◆ **RECORDS FOR THIS TASK**:
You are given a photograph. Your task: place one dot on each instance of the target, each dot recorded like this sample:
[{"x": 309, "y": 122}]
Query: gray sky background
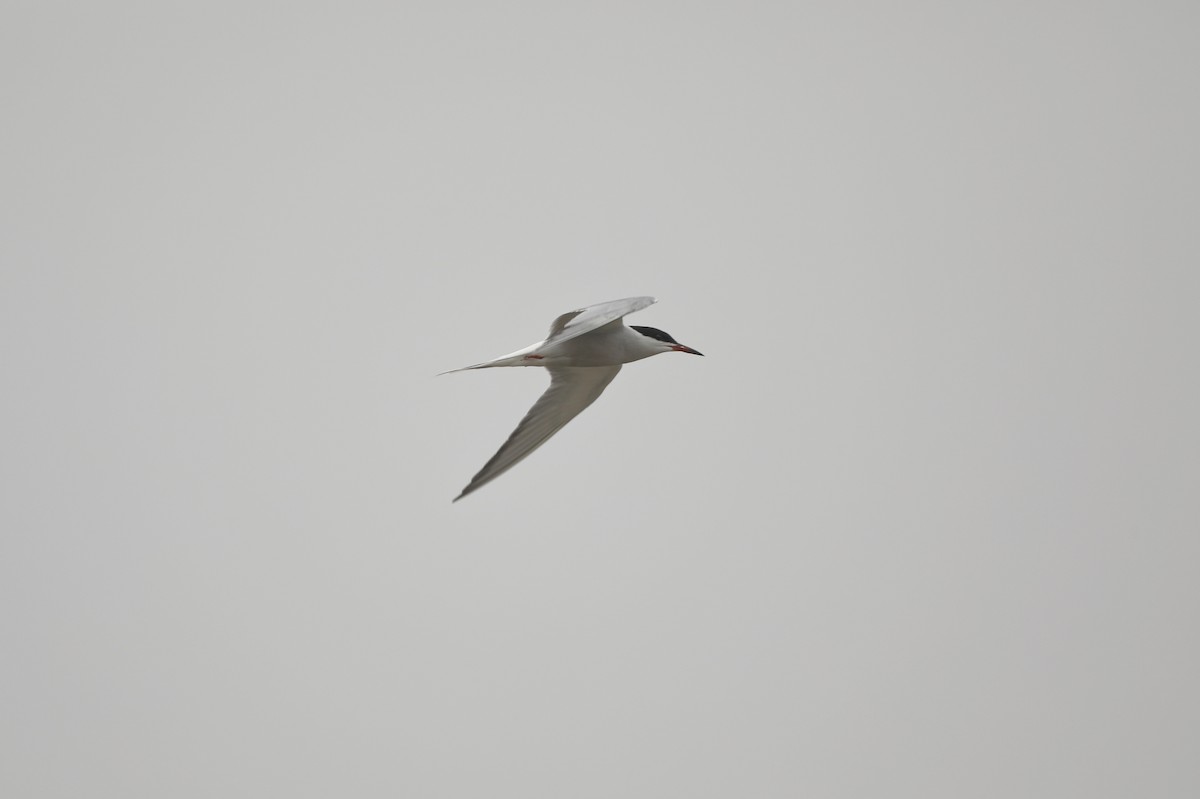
[{"x": 923, "y": 522}]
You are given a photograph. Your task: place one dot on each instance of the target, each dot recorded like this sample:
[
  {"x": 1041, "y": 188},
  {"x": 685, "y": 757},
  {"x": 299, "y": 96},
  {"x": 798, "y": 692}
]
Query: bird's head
[{"x": 664, "y": 341}]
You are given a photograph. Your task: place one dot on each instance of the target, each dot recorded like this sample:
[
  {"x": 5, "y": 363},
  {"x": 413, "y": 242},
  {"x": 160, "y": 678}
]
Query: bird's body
[{"x": 583, "y": 353}]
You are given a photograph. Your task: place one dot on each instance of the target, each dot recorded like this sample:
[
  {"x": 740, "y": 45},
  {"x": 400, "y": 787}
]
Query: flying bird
[{"x": 582, "y": 353}]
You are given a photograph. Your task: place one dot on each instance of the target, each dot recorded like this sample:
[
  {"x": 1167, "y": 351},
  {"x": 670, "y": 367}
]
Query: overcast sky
[{"x": 923, "y": 523}]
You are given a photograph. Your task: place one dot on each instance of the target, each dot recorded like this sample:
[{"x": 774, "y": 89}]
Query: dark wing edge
[{"x": 571, "y": 389}]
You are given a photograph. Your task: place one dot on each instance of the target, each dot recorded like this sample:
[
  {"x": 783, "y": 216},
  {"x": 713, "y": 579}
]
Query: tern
[{"x": 583, "y": 352}]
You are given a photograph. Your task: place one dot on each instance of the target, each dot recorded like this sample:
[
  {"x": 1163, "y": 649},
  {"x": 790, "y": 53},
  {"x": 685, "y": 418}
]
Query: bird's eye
[{"x": 654, "y": 332}]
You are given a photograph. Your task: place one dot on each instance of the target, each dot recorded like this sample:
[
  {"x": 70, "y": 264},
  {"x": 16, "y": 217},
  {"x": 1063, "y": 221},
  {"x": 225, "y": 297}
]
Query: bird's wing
[
  {"x": 576, "y": 323},
  {"x": 569, "y": 325},
  {"x": 571, "y": 389}
]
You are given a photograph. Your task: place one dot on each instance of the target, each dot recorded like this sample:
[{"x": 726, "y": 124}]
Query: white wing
[
  {"x": 576, "y": 323},
  {"x": 569, "y": 325},
  {"x": 571, "y": 389}
]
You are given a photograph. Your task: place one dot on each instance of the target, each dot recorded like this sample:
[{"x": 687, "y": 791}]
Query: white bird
[{"x": 582, "y": 353}]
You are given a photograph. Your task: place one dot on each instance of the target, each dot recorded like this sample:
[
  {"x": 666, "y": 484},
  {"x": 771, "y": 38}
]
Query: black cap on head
[{"x": 654, "y": 332}]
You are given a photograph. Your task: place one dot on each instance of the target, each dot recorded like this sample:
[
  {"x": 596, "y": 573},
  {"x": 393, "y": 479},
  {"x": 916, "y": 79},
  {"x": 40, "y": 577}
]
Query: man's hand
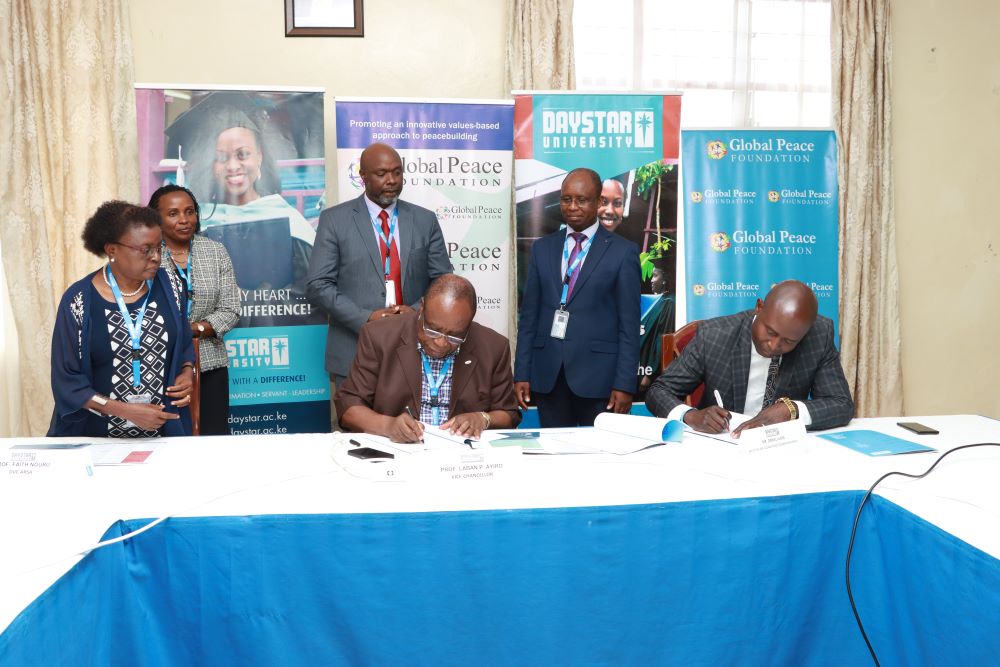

◆ **TO BE DONE**:
Quote everything in the listing above exactly; pictures are the only thing to omit.

◆ **RESPONSE TO THE TASK**:
You are given a photograph. Your task: place one dot on each instance of the target, each dot recorded like this sample:
[{"x": 309, "y": 122}]
Query: gray sky background
[{"x": 923, "y": 522}]
You are given a photograph. Your task: place one dot on each instance of the target, each dot recorded like this sample:
[
  {"x": 1041, "y": 188},
  {"x": 685, "y": 757},
  {"x": 299, "y": 96},
  {"x": 798, "y": 692}
]
Query: bird's head
[{"x": 664, "y": 341}]
You are given a photograph. Your task: place one dot on each instance of the target, each dot recorded like this sample:
[
  {"x": 5, "y": 363},
  {"x": 413, "y": 242},
  {"x": 160, "y": 678}
]
Query: bird's body
[{"x": 583, "y": 353}]
You are given a photograph. Your task: place one dot on each instance of the target, each dot recorded like this sample:
[
  {"x": 740, "y": 45},
  {"x": 400, "y": 787}
]
Query: flying bird
[{"x": 582, "y": 353}]
You are given a photograph. Your task: place one dot on each instance of the target, each dot recorded like this sample:
[
  {"x": 1167, "y": 351},
  {"x": 670, "y": 367}
]
Query: overcast sky
[{"x": 923, "y": 523}]
You are given a photograph. Your task: place one dot on each instance of the target, each dot recorded like this sample:
[{"x": 774, "y": 89}]
Query: dark wing edge
[{"x": 571, "y": 389}]
You are given a photograph. Your task: place one dot on each instance of the target, each dot recorded like this sample:
[
  {"x": 783, "y": 216},
  {"x": 713, "y": 579}
]
Query: tern
[{"x": 583, "y": 352}]
You are given a photograph. Your task: place one dot on each instance of the target, each dot recorded like this sample:
[
  {"x": 1163, "y": 649},
  {"x": 790, "y": 53},
  {"x": 685, "y": 418}
]
Query: bird's eye
[{"x": 654, "y": 332}]
You are given a photograph. Your task: place one dot on each instance of the target, each dot recorded like this sample:
[
  {"x": 70, "y": 264},
  {"x": 16, "y": 217},
  {"x": 1063, "y": 221},
  {"x": 225, "y": 297}
]
Query: bird's wing
[
  {"x": 576, "y": 323},
  {"x": 569, "y": 325},
  {"x": 571, "y": 389}
]
You are given a photograph. Your task: place one dot on each instance of the target, each dot recorded like this sample:
[{"x": 726, "y": 124}]
Query: white wing
[
  {"x": 576, "y": 323},
  {"x": 569, "y": 325},
  {"x": 571, "y": 389}
]
You are given a photograph. Your task: place one dot on each instance of the target, each dot recorded like this sample:
[{"x": 687, "y": 791}]
Query: white bird
[{"x": 582, "y": 353}]
You are given a photograph. Your task: place one dot on each instance of the target, each dot recorded like this sample:
[
  {"x": 666, "y": 484},
  {"x": 771, "y": 38}
]
Query: black cap on head
[{"x": 654, "y": 332}]
You are given a photograph. Your task: place one dot on each instance of the target, each dot recorded like this sample:
[
  {"x": 596, "y": 573},
  {"x": 393, "y": 479},
  {"x": 916, "y": 79},
  {"x": 40, "y": 577}
]
Query: man's hand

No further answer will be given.